▶ [Défi A]:
Recopiez mot pour mot le passage de la critique de Mademoiselle Gazole qui va de « Mademoiselle Gazole : une » jusqu'à « fois, Mademoiselle ? ».

▶ [Texte à lire]:
____
Mademoiselle Gazole – Phénix Festival

Mademoiselle Gazole : une dystopie de Nicolas Turon rendue avec poésie par Laura Zauner, Georges Vauraz et la marionnette de Mademoiselle. A voir parce qu’un monde où la famille nucléaire a disparu, ça fait peur. A voir pour se souvenir qu’elle est essentielle.

Sur la scène, une intrigante structure, modulaire, flexible, à cet instant c’est une cage d’ascenseur. Bien. Voulez-vous que je reprenne une dernière fois, Mademoiselle ?

Dans cette dystopie, il n’y a pas de famille, de parents, d’enfants. Il y a des adultes, et des agents, mis à disposition des adultes pour un moment de vie. Pendant une heure, Mademoiselle aura huit ans, et ça sera son anniversaire. Mademoiselle est un excellent agent, elle enchaîne les missions, avec l’aide de Gazole, son majordome. Communions, anniversaires, livre du soir. On demande Mademoiselle pour une mission spéciale, risquée. Le grain de sable qui va gripper la machine.

Laura Zauner et Georges Vauraz sont les créateurs de ce spectacle, sur un texte de Nicolas Turon. Elle donne vie à la marionnette de Mademoiselle, il est Gazole. Ce qui se passe pendant les missions n’a pas d’importance, de toutes façon le spectateur sait comment se déroule la sortie d’une école, l’anniversaire d’un enfant de huit ans. La pièce peut explorer la relation entre Mademoiselle et Gazole. Entre l’enfant qui grandit et l’adulte nostalgique.

C’est vraiment ce qui m’a touché dans Mademoiselle Gazole.

Il y a Mademoiselle, désarmante d’ingénuité décidée, elle remplit ses missions avec application, elle s’interroge sur un monde où les parents le seraient à plein temps, où les enfants auraient une famille. Il y a Gazole, adulte raisonnable, pour qui les client ont la nostalgie honteuse de leurs anciens moments d’insouciance, quand ils sautaient dans les flaques d’eau, quand ils marchaient à reculons.
____
▶ [Informations extraites]:
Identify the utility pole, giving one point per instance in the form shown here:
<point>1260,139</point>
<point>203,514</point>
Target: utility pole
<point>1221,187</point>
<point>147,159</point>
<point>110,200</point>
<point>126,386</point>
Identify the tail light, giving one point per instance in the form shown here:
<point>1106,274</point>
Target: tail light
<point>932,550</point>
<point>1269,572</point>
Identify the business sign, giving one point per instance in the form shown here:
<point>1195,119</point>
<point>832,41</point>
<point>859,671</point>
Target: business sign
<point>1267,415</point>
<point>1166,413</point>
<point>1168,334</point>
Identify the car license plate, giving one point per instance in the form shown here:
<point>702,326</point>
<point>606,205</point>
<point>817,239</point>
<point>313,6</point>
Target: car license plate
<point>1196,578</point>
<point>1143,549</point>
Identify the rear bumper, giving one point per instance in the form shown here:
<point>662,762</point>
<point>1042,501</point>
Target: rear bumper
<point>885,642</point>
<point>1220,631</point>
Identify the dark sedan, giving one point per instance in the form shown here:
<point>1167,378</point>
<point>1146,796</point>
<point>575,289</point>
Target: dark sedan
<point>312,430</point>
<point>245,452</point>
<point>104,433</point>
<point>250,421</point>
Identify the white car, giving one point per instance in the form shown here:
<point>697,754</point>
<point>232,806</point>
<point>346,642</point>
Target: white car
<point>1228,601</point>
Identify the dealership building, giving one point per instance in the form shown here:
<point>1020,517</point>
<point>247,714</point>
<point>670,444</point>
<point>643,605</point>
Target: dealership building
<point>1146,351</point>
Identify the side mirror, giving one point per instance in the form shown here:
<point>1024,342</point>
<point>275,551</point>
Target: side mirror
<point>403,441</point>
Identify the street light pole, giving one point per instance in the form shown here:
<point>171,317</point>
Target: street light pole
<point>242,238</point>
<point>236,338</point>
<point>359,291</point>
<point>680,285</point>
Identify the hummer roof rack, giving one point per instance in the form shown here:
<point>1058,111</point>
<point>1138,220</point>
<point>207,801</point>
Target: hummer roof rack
____
▶ [Défi B]:
Redonnez à l'identique les lignes des enregistrements, depuis celle qui contient « Identify the business » jusqu'à celle qui contient « <point>250,421</point> », ces deux lignes comprises, et rien d'autre.

▶ [Réponse au défi A]:
Mademoiselle Gazole : une dystopie de Nicolas Turon rendue avec poésie par Laura Zauner, Georges Vauraz et la marionnette de Mademoiselle. A voir parce qu’un monde où la famille nucléaire a disparu, ça fait peur. A voir pour se souvenir qu’elle est essentielle.

Sur la scène, une intrigante structure, modulaire, flexible, à cet instant c’est une cage d’ascenseur. Bien. Voulez-vous que je reprenne une dernière fois, Mademoiselle ?

▶ [Réponse au défi B]:
Identify the business sign, giving one point per instance in the form shown here:
<point>1195,119</point>
<point>832,41</point>
<point>859,671</point>
Target: business sign
<point>1267,415</point>
<point>1166,413</point>
<point>1168,334</point>
Identify the car license plate, giving one point per instance in the form shown here:
<point>702,326</point>
<point>606,205</point>
<point>817,239</point>
<point>313,6</point>
Target: car license plate
<point>1196,578</point>
<point>1143,549</point>
Identify the rear bumper, giving one point per instance in the form shown here:
<point>662,762</point>
<point>1042,501</point>
Target: rear bumper
<point>885,642</point>
<point>1220,631</point>
Identify the dark sedan, giving one point per instance in the form shown here:
<point>1167,378</point>
<point>1146,796</point>
<point>575,289</point>
Target: dark sedan
<point>312,430</point>
<point>245,452</point>
<point>104,433</point>
<point>250,421</point>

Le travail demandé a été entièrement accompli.